Passage for review:
A DISABLED Bermondsey schoolgirl may soon be able to tell her family she loves them for the first time, as a campaign to raise money for a computer to help her speak gathers momentum, writes Alex Yeates…
Ruby Longman, a pupil at Alfred Salter Primary School, suffers from the rare Rett syndrome, which has prevented her from walking and talking since she was a baby.
Now ten-years-old, her family are determined to get an eyegaze computer to help Ruby talk through her eyes and finally have a voice of her own.
It is possible to apply for the computer on the NHS but Timi said it could take anywhere between “two and three years”.
More than £2,500 has already been donated by friends and family, but £10,000 is needed in total to get the computer to suit all of Ruby’s needs.
Timi Samples, Ruby’s mum, said: “When I heard how many people had already donated I was surprised and couldn’t stop crying.
“To see people raising so much money is a nice thing – to see people care.
“It is really hard to ask for help as a family. We are very independent and are used to getting on with it ourselves.
“We were worried about doing it as it can be frightening but the response has settled our fears.
“We have heard from family and friends who we have not heard from in a long time. One cousin rang me who I last saw when she was turning 21 – she’s 45 now – saying she will be donating in the next two weeks.”
As Ruby cannot walk, Timi and a carer have had to carry her up and down stairs everyday, which has started to take its toll, with Timi missing two discs in her lower back.
Speaking about how difficult it was when Ruby was first diagnosed, Timi said the family went through a “really big grieving period” as they felt she was slowly passing away.
But the thought of being able to communicate with Ruby after so long has filled both her parents and sister with joy.
Timi said: “We originally thought she wasn’t able to understand what was going on around her. But now we believe she is just trapped.
“I think it will be quite emotional for her to be able to speak to people.”
Lilly-Rose, Ruby’s thirteen-year-old sister, said: “I don’t know what I will do when I hear her talk. I will probably just cry. I would ask her what it is like for her – for her to finally be able to talk to us.”
Ruby lost the ability to talk when she was diagnosed at two and half years old and with time lost her ability to show emotion.
But she still has control of her eyes and the chance to talk with the help of a computer that will track her gaze.
Larry Longman, Ruby’s dad, said: “It is going to be really weird for me because I have not heard her in so long. It is really important to have a voice in this day and age, so it would be amazing.”
Ruby’s family have lived in temporary housing for the past five years, as they have struggled to find a home suitable to their needs.
Neil Coyle, Member of Parliament for Bermondsey and Old Southwark, said that he’d be willing to see if he could help with the family’s situation.
He said: “It is shocking that Ruby and her family have been waiting for a home for over five years in their circumstances.
“The housing crisis has been ignored too long – and the need for suitable homes to be built for families like Ruby’s is exacerbated when not enough homes are built full stop.”
Rett syndrome is a unique condition that affects one in ten thousand females, with Ruby being one of two young girls suffering from the disease in the borough.
Last week the News reported that young model Harvey Eldred, seven, had donated £100 of his pocket money to both Ruby and Harvey Brown, seven, who suffers from Morquio syndrome.

What you will do:
1: Write out the article about Ruby Longman between "Lilly-Rose, Ruby’s thirteen-year-old" and "to show emotion.", inclusive.
2: Condense the paragraph of the article about Ruby Longman that opens "As Ruby cannot walk", keeping its main facts.
Rely only on the article about Ruby Longman for everything that follows.

Provided information:
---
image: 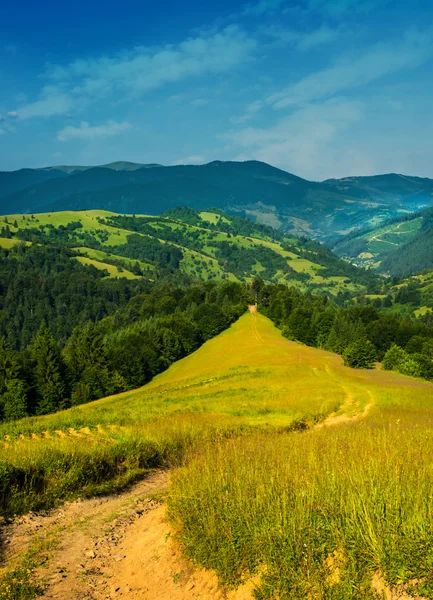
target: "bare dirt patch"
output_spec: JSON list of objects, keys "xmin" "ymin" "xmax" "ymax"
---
[{"xmin": 0, "ymin": 472, "xmax": 254, "ymax": 600}]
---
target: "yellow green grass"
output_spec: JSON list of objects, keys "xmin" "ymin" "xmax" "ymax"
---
[
  {"xmin": 0, "ymin": 210, "xmax": 362, "ymax": 295},
  {"xmin": 72, "ymin": 256, "xmax": 139, "ymax": 279},
  {"xmin": 0, "ymin": 238, "xmax": 30, "ymax": 249},
  {"xmin": 199, "ymin": 210, "xmax": 230, "ymax": 225},
  {"xmin": 74, "ymin": 246, "xmax": 155, "ymax": 272},
  {"xmin": 0, "ymin": 314, "xmax": 433, "ymax": 600}
]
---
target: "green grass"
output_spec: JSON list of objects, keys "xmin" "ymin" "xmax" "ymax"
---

Task-by-task outputs:
1:
Lilly-Rose, Ruby’s thirteen-year-old sister, said: “I don’t know what I will do when I hear her talk. I will probably just cry. I would ask her what it is like for her – for her to finally be able to talk to us.”
Ruby lost the ability to talk when she was diagnosed at two and half years old and with time lost her ability to show emotion.

2: Because Ruby cannot walk, Timi and a carer carry her up and down stairs daily. It is taking its toll: Timi is missing two discs in her lower back.